- _Provided text_:
Photo: Khao soi in Chiang Mai.

Some of our other regional blogs have been busy of late giving you the rundown on popular and prevalent scams in their respective patches (such as here and here) so we thought we’d do the same for Chiang Mai… the only problem is we can’t find any!

Scam free town? We'll find one somewhere...

Scam-free town? We'll find one somewhere...

Many scams in other cities involve transport so that ought to be a good place to look… Jewellery or tailor shop scams a la Bangkok? Nope, not here, and we’ve never heard of a tuk-tuk offering a 10 baht ride to Sankamphaeng on the off chance you’ll buy a parasol.

The old “no it’s closed, let me take you somewhere else” routine may have happened but I’ve never heard of it personally. “My meter’s broken” — Chiang Mai taxis don’t use meters anyway (see previous transport post), while the Phuket “you’ve damaged my jet ski, that’ll cost you!” trick falls flat where there are not a lot of jet skis, as in Chiang Mai. Rip-offs in the style of having to bargain for the price of a bottle of water as you may need to do in Saigon — nope, not that either.

"I'll give you 10 baht for it, but that's my bottom price."

We’ve heard rumours of one-offs in our many years in Chiang Mai: an idiot backpacker buying grass from a tuk tuk driver only to find the cops banging on his door 10 minutes later (that was about 10 years ago) and the “someone put something in my drink in Loi Kroh Road” line — yes, it’s called alcohol — but nothing that can be classified as a regular scam.

Yes, there’s a two-tiered entrance fee system in operation at many spots, but what’s new, and you’re going to get that in many places.

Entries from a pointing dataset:
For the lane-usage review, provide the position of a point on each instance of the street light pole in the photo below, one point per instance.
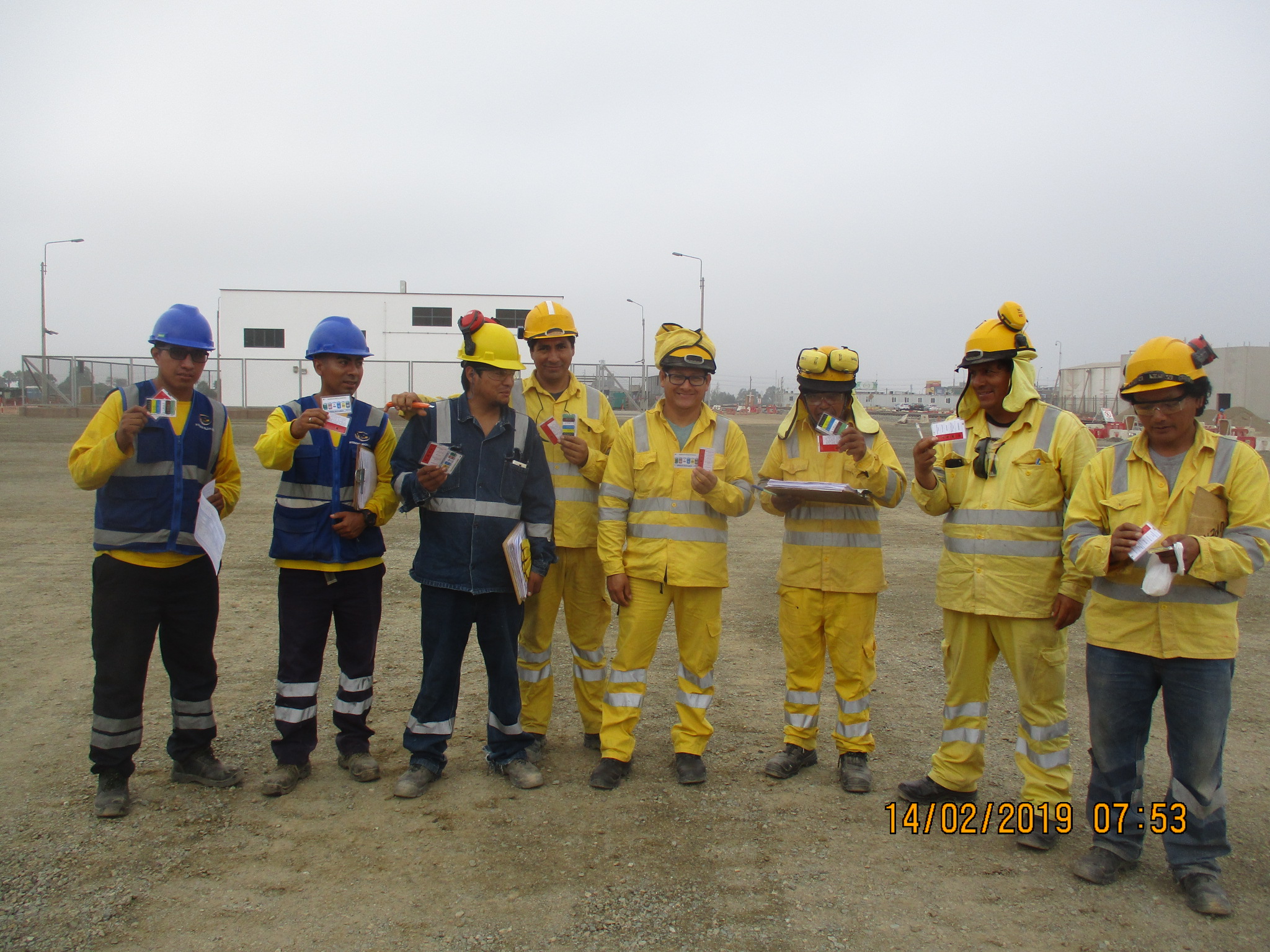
(643, 369)
(703, 276)
(43, 327)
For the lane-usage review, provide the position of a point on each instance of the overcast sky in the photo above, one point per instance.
(881, 175)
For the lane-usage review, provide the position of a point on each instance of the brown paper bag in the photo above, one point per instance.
(1209, 517)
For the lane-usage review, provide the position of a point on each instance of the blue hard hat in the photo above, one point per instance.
(183, 325)
(337, 335)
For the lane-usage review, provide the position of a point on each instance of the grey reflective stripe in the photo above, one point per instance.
(441, 413)
(631, 677)
(430, 726)
(294, 715)
(610, 489)
(680, 534)
(641, 427)
(505, 728)
(624, 700)
(973, 708)
(804, 721)
(1046, 762)
(1222, 457)
(356, 683)
(1003, 517)
(833, 540)
(1046, 432)
(473, 507)
(1193, 806)
(1179, 594)
(1006, 547)
(859, 706)
(1046, 733)
(667, 505)
(705, 681)
(1121, 472)
(593, 656)
(699, 701)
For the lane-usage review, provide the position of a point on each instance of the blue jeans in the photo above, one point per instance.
(1197, 691)
(446, 621)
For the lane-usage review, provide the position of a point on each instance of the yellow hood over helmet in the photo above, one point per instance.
(1166, 362)
(1001, 338)
(678, 347)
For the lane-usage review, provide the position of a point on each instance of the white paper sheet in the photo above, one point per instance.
(208, 528)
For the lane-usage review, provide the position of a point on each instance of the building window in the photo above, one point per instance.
(511, 319)
(265, 337)
(432, 316)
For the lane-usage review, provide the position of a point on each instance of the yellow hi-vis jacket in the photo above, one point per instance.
(652, 524)
(577, 488)
(1002, 535)
(826, 546)
(1198, 616)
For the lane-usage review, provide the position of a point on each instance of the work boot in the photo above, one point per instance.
(609, 774)
(205, 769)
(690, 769)
(928, 791)
(1100, 866)
(854, 774)
(414, 781)
(520, 772)
(1204, 894)
(283, 778)
(361, 767)
(788, 762)
(535, 749)
(112, 795)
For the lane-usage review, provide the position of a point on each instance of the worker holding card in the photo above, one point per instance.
(334, 454)
(150, 452)
(578, 428)
(1209, 498)
(1001, 474)
(664, 540)
(831, 560)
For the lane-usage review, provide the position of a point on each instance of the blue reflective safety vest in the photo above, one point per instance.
(321, 483)
(150, 503)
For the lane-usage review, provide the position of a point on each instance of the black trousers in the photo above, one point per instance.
(130, 604)
(308, 601)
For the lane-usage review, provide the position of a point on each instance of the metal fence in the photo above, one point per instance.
(86, 381)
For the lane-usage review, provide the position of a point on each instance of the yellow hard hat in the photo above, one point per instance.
(827, 368)
(549, 320)
(486, 340)
(680, 347)
(1166, 362)
(1001, 338)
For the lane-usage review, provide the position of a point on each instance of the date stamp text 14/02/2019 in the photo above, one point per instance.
(1024, 818)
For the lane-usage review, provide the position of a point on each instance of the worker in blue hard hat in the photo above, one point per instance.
(335, 491)
(153, 452)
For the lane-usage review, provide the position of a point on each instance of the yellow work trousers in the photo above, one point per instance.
(841, 624)
(1037, 655)
(578, 580)
(698, 625)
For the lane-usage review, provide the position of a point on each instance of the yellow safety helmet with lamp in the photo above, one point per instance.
(548, 320)
(486, 340)
(1166, 362)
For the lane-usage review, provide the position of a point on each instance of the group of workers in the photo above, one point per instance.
(535, 478)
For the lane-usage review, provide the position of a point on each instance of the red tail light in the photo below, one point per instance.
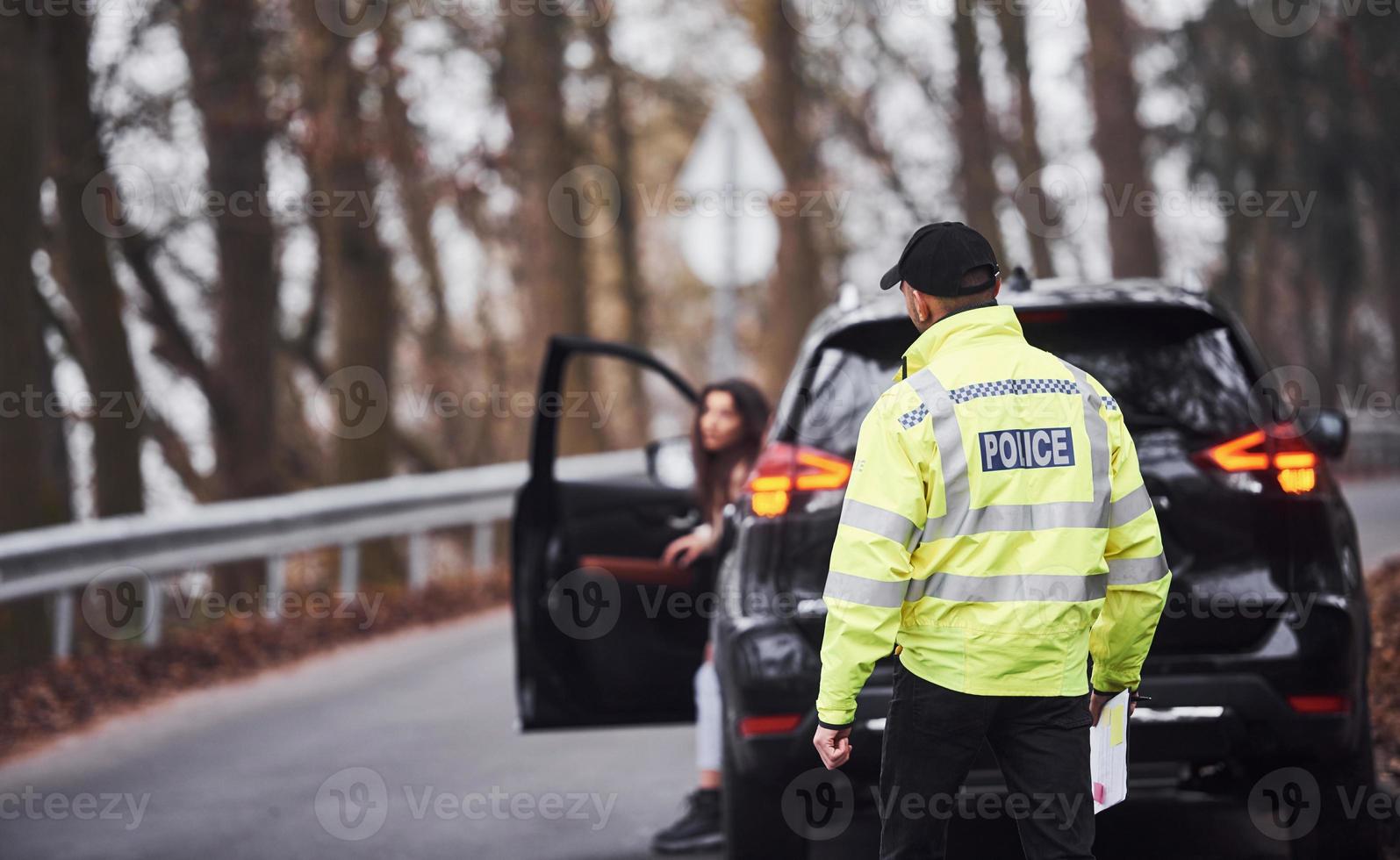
(1284, 457)
(784, 468)
(773, 724)
(1320, 705)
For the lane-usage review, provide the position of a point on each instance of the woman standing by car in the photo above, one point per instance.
(726, 440)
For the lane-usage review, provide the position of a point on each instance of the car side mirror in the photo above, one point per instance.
(670, 462)
(1329, 432)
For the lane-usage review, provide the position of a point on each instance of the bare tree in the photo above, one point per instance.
(974, 139)
(32, 455)
(77, 164)
(1120, 140)
(355, 262)
(550, 261)
(1025, 146)
(795, 291)
(226, 55)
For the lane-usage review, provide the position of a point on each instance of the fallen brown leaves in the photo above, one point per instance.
(55, 698)
(1383, 587)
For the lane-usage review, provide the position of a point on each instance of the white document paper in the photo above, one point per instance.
(1109, 754)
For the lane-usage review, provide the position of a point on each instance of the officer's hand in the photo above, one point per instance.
(1096, 704)
(684, 551)
(833, 745)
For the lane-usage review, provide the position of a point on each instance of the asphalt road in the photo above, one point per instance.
(406, 749)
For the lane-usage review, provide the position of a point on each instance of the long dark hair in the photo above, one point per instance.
(714, 468)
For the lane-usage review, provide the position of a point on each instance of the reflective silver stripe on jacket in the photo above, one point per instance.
(960, 519)
(887, 524)
(1137, 572)
(1131, 505)
(1037, 587)
(868, 592)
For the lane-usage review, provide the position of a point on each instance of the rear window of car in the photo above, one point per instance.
(1167, 367)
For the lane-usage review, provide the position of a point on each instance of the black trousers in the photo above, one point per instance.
(931, 737)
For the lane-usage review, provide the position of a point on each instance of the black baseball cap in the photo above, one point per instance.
(938, 255)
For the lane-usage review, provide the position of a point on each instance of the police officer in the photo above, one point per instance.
(995, 533)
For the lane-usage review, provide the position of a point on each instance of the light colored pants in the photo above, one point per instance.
(708, 717)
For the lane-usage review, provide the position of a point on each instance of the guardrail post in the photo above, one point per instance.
(61, 625)
(154, 604)
(419, 548)
(348, 568)
(276, 584)
(484, 548)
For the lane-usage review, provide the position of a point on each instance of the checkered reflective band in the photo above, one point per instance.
(1004, 387)
(913, 416)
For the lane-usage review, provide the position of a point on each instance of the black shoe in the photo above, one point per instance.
(698, 829)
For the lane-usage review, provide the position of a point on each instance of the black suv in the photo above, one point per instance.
(1259, 662)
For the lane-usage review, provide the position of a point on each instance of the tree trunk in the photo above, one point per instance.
(632, 279)
(32, 457)
(226, 55)
(355, 263)
(795, 291)
(974, 146)
(1119, 140)
(1026, 147)
(550, 265)
(103, 348)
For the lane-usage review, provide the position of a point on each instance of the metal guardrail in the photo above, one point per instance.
(1375, 446)
(65, 559)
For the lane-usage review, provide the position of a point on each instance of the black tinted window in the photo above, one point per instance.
(1171, 367)
(1167, 367)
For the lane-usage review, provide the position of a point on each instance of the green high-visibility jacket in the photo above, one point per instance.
(995, 527)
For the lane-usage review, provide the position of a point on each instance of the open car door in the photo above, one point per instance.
(605, 634)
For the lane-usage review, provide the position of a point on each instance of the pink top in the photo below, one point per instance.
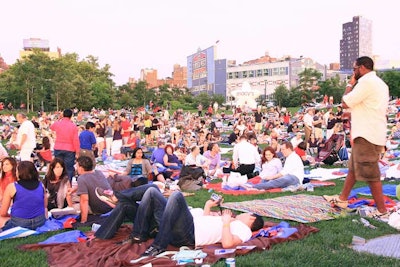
(66, 135)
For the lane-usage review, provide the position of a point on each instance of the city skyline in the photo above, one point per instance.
(132, 36)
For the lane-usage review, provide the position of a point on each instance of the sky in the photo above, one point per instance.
(131, 35)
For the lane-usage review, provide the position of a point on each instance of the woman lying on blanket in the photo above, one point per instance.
(29, 200)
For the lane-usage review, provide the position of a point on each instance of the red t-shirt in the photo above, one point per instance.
(300, 152)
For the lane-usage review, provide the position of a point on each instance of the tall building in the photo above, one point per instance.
(356, 41)
(205, 73)
(37, 43)
(150, 77)
(3, 65)
(264, 76)
(178, 80)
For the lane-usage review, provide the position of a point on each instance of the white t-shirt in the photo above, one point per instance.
(208, 229)
(294, 166)
(27, 128)
(368, 102)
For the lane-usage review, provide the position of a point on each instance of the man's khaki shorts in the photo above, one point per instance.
(364, 160)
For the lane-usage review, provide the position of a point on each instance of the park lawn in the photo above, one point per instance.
(328, 247)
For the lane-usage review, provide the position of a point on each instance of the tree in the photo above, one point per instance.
(308, 83)
(332, 87)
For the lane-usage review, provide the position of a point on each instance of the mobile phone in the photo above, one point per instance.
(217, 198)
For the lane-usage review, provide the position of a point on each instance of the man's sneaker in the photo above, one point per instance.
(106, 196)
(152, 251)
(383, 217)
(335, 201)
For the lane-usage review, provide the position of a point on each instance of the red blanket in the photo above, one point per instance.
(106, 253)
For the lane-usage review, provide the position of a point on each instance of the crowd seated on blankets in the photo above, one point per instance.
(193, 146)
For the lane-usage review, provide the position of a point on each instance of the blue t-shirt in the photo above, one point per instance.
(87, 139)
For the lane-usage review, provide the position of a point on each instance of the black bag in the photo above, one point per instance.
(332, 158)
(191, 178)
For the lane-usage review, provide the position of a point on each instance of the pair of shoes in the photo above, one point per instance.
(335, 201)
(152, 251)
(105, 195)
(380, 216)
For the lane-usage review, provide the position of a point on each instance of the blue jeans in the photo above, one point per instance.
(125, 210)
(281, 182)
(176, 226)
(25, 223)
(69, 159)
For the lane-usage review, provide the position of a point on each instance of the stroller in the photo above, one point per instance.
(329, 154)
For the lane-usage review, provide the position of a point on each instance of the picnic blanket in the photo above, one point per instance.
(106, 253)
(300, 208)
(388, 190)
(242, 191)
(323, 174)
(51, 224)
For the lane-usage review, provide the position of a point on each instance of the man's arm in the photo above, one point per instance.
(349, 88)
(84, 203)
(228, 239)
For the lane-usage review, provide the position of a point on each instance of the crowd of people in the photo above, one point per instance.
(157, 147)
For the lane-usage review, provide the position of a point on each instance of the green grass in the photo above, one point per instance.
(328, 247)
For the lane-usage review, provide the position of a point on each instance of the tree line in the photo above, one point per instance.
(41, 83)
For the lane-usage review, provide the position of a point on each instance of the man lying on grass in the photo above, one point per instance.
(180, 226)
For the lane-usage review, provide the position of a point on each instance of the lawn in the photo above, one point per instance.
(328, 247)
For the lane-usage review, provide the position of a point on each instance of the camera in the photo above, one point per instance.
(217, 198)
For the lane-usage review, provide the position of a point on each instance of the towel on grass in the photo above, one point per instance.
(108, 253)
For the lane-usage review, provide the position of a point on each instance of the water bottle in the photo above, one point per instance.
(104, 155)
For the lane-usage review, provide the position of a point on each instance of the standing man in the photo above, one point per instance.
(26, 137)
(88, 181)
(308, 121)
(66, 145)
(367, 96)
(245, 156)
(87, 141)
(258, 120)
(126, 128)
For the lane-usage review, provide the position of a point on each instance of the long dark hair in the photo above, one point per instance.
(13, 162)
(270, 149)
(50, 172)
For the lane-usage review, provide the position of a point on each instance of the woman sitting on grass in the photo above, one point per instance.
(271, 164)
(8, 174)
(29, 207)
(57, 185)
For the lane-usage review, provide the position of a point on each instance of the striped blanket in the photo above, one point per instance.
(300, 208)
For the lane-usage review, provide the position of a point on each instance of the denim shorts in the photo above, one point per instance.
(25, 223)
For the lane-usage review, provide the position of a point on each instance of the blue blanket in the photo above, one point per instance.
(388, 190)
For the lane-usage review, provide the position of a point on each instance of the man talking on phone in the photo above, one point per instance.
(367, 97)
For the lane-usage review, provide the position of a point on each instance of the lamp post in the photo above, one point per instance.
(265, 91)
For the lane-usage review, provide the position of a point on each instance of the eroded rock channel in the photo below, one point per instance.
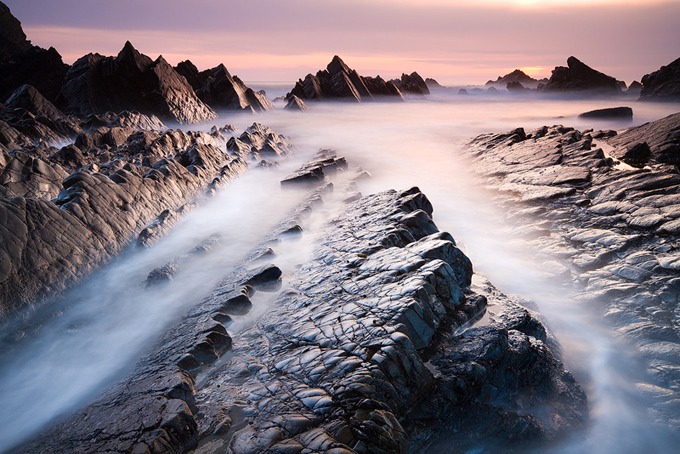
(369, 345)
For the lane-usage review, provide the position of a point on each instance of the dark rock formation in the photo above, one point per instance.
(220, 90)
(317, 170)
(22, 63)
(411, 83)
(337, 363)
(634, 89)
(338, 81)
(122, 180)
(662, 138)
(663, 84)
(131, 81)
(295, 104)
(517, 76)
(515, 86)
(579, 77)
(624, 113)
(615, 227)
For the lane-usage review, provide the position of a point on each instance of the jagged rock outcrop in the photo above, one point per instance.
(131, 81)
(663, 84)
(338, 362)
(411, 83)
(432, 83)
(662, 139)
(22, 63)
(295, 104)
(338, 81)
(220, 90)
(516, 76)
(624, 113)
(614, 227)
(120, 180)
(579, 77)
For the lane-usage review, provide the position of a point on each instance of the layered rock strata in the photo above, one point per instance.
(339, 81)
(338, 362)
(131, 81)
(61, 221)
(614, 227)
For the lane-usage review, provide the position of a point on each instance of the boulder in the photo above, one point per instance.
(131, 81)
(339, 81)
(516, 76)
(663, 84)
(623, 113)
(579, 77)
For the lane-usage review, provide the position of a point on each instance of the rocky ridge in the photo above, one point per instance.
(338, 81)
(614, 227)
(87, 201)
(338, 363)
(579, 77)
(663, 84)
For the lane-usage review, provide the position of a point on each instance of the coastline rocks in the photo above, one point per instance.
(296, 104)
(613, 227)
(662, 138)
(122, 180)
(516, 76)
(663, 84)
(338, 81)
(220, 90)
(131, 81)
(22, 63)
(579, 77)
(624, 113)
(411, 83)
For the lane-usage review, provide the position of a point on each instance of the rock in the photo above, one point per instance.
(625, 113)
(220, 90)
(295, 104)
(22, 63)
(638, 155)
(634, 89)
(431, 83)
(131, 81)
(662, 137)
(314, 173)
(411, 83)
(515, 86)
(663, 84)
(94, 214)
(338, 81)
(612, 227)
(516, 76)
(579, 77)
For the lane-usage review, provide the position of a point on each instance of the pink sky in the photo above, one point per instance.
(456, 42)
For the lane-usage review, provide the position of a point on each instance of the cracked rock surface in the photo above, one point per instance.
(613, 227)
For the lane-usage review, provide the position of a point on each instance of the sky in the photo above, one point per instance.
(453, 41)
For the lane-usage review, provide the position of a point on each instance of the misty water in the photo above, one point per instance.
(57, 360)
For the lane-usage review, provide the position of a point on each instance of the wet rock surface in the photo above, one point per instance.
(368, 329)
(663, 84)
(614, 228)
(88, 201)
(131, 81)
(339, 81)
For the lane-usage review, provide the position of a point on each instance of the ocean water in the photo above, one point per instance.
(65, 357)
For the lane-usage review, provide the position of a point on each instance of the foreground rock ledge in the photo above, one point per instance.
(345, 357)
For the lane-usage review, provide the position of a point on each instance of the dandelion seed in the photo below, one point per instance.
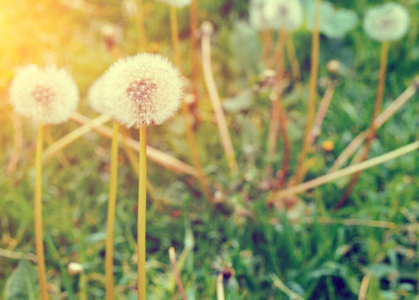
(177, 3)
(142, 90)
(387, 22)
(283, 14)
(47, 96)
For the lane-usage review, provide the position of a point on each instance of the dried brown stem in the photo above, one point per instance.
(190, 134)
(321, 113)
(194, 53)
(155, 155)
(298, 176)
(381, 119)
(347, 171)
(215, 98)
(371, 129)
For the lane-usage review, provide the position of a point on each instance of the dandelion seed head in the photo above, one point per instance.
(46, 95)
(283, 14)
(143, 89)
(177, 3)
(387, 22)
(96, 96)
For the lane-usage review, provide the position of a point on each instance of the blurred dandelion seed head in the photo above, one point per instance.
(387, 22)
(177, 3)
(96, 96)
(47, 95)
(142, 90)
(283, 14)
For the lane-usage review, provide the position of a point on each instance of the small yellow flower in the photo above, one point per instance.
(328, 145)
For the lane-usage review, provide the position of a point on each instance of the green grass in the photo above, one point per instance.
(315, 260)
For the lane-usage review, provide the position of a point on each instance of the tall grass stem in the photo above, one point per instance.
(111, 214)
(371, 129)
(299, 174)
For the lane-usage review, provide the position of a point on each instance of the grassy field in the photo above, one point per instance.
(308, 251)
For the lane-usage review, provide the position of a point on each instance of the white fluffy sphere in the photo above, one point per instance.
(143, 89)
(283, 14)
(47, 95)
(387, 22)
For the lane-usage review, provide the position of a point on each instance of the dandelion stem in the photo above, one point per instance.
(371, 129)
(220, 286)
(348, 171)
(141, 218)
(279, 116)
(321, 113)
(185, 109)
(172, 256)
(312, 98)
(216, 102)
(266, 36)
(381, 119)
(292, 56)
(159, 157)
(194, 50)
(111, 214)
(142, 36)
(17, 143)
(38, 215)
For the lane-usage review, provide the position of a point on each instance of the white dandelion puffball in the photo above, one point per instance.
(177, 3)
(46, 95)
(96, 96)
(283, 14)
(256, 14)
(143, 89)
(387, 22)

- _What to work on_:
1. Using the Chiang Mai scams post, decide whether each statement agrees with it. Answer yes or no for each, quoting the words that settle it: (a) Taxis in Chiang Mai run on meters. (b) The incident of the backpacker buying grass from a tuk tuk driver took place about 10 years ago. (c) Many spots operate a two-tiered entrance fee system.
2. Reproduce the passage of the Chiang Mai scams post starting with "We’ve heard rumours" and going on through "a regular scam.".

- _Solutions to the exercise_:
1.
(a) No: "Chiang Mai taxis don’t use meters anyway"
(b) Yes: "(that was about 10 years ago)"
(c) Yes: "there’s a two-tiered entrance fee system in operation at many spots"

2.
We’ve heard rumours of one-offs in our many years in Chiang Mai: an idiot backpacker buying grass from a tuk tuk driver only to find the cops banging on his door 10 minutes later (that was about 10 years ago) and the “someone put something in my drink in Loi Kroh Road” line — yes, it’s called alcohol — but nothing that can be classified as a regular scam.